Retype, without alteration, each line from the line containing "of the aquatic" to the final line of the records.

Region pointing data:
************

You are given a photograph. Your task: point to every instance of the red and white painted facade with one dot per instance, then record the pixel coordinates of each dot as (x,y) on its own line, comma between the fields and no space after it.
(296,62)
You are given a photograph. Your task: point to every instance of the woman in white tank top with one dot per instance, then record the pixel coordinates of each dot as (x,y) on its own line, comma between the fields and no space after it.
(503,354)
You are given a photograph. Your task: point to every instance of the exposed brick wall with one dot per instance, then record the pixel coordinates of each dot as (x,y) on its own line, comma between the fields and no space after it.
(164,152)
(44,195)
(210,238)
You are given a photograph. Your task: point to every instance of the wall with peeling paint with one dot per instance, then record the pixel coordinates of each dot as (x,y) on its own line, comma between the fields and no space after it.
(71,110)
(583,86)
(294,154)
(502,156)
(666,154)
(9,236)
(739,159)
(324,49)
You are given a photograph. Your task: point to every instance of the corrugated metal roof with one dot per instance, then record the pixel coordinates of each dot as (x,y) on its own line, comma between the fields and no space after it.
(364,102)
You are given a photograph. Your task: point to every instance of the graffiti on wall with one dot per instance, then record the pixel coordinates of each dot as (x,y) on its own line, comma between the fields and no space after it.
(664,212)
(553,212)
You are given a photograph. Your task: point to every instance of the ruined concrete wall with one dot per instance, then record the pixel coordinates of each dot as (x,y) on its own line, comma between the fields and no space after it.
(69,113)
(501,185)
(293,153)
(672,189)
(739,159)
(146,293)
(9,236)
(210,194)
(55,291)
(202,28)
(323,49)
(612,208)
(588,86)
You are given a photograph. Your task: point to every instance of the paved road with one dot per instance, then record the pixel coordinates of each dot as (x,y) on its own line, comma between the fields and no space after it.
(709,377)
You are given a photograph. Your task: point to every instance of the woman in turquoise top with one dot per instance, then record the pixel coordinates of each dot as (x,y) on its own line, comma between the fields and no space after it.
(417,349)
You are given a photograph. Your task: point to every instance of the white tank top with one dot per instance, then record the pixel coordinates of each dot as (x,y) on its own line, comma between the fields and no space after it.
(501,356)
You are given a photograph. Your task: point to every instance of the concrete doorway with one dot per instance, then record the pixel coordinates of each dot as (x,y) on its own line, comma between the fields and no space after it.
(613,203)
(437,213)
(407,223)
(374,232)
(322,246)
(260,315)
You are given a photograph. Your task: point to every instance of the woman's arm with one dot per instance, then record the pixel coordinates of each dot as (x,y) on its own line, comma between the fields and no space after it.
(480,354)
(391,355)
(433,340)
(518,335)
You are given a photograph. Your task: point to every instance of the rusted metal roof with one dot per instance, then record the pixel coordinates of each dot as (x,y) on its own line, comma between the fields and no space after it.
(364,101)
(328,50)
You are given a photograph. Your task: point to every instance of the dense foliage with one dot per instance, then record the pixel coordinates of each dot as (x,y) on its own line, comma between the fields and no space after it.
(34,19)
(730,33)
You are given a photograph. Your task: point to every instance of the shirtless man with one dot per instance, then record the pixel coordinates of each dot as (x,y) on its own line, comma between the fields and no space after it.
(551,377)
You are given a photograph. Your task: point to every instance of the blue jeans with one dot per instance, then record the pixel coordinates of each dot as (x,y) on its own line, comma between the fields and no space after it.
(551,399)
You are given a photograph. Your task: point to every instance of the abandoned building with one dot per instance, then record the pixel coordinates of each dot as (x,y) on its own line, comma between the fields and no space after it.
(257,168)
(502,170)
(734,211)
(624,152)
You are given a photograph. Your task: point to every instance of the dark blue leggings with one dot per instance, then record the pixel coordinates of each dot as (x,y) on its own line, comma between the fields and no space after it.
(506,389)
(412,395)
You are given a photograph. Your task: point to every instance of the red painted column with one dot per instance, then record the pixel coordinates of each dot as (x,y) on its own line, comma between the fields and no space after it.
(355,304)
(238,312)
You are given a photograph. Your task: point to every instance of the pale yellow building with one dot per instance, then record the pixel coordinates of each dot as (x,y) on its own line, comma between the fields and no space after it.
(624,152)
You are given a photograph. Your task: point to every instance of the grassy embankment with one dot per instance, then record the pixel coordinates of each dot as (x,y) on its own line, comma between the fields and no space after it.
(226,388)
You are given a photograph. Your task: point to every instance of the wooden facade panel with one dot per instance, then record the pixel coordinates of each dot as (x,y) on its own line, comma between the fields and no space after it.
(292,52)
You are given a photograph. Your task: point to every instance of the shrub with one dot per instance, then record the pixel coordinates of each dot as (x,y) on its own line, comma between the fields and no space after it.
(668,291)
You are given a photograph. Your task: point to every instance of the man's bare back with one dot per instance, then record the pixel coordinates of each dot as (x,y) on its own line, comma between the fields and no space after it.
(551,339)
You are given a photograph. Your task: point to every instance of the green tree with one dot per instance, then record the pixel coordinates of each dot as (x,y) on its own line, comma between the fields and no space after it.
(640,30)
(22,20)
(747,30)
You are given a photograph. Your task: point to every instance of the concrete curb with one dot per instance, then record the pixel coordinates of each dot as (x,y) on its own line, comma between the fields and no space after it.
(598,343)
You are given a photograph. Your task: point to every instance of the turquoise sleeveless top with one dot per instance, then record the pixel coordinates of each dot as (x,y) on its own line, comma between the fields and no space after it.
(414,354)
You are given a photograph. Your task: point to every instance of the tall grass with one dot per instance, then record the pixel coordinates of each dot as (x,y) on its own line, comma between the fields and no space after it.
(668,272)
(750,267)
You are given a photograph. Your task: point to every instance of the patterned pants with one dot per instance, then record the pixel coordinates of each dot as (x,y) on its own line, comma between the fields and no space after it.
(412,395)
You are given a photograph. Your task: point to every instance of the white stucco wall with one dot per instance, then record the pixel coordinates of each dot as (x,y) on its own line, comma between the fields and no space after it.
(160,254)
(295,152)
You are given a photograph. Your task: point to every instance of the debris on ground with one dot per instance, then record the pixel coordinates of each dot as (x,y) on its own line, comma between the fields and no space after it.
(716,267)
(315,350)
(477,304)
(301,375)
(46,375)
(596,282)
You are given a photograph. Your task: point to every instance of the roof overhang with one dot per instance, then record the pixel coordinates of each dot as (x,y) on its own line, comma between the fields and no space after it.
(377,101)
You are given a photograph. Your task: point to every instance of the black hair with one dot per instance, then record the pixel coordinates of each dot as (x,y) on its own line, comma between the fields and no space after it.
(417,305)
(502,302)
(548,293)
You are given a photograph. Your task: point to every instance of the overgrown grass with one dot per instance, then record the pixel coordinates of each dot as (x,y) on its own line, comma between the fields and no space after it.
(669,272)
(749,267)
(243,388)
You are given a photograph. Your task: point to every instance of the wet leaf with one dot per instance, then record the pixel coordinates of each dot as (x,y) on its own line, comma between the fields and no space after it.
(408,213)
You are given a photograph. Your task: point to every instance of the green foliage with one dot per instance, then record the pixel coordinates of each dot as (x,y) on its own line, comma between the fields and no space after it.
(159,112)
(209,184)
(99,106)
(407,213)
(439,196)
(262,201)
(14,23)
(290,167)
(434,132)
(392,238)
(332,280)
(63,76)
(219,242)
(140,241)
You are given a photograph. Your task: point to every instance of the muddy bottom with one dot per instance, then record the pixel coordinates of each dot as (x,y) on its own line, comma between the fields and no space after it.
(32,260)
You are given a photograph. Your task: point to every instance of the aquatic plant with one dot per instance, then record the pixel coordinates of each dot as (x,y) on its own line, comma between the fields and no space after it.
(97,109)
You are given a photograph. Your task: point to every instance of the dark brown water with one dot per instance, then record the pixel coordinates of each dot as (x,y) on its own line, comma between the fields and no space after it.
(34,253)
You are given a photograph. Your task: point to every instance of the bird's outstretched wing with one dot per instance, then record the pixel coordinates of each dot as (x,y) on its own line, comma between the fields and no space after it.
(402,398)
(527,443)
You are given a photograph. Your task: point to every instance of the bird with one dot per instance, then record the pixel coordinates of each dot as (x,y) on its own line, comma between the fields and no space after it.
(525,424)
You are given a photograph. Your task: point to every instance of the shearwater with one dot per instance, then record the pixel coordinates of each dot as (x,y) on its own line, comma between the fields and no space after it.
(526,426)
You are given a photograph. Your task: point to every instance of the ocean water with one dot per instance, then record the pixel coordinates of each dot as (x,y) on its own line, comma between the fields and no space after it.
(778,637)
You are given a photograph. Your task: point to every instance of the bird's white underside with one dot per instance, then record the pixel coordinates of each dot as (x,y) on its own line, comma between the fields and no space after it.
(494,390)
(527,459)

************

● **RESULT BELOW**:
You are given a photograph. Your task: point to every instance of the aquatic plant with one dot per instance, then record the pixel coordinates of each dot as (x,y) on its own line, comma between the fields and no space after it.
(97,109)
You are given a photograph. Your task: point to every instance of the dark brown water with one dot per instance, then record the pixel coordinates of each dot as (x,y) on its own line, comma between the fields and no space after it.
(34,253)
You are given a photograph. Your task: point to every instance of the bird's outstretched wing with one dot per instance, then record the pixel coordinates of each dot as (x,y) on its own line, comma between the fields and no space after it.
(402,398)
(527,443)
You are given a photograph. Your task: point to every instance of the bird with one dot per instance, then record the pixel coordinates of each dot as (x,y) on its own line, comma between the fields and no space after it.
(525,424)
You are given a photograph. Your task: point to every instance of the shearwater with one dot per instance, then record the pixel coordinates of each dot as (x,y) on its own line, comma between the fields and no space after it.
(526,426)
You are given a photograph. Your task: point to every instance of the ocean water with one dot per instance, then record the pixel coordinates of each dot as (x,y) on its own line, comma between the fields and no space after it.
(778,637)
You are given a photograph. Your task: point to every instance of the bird's white underside with one dot per instance, then record the pixel coordinates of each dot as (x,y) on its own line, comma between the fields and no space after it.
(494,390)
(527,459)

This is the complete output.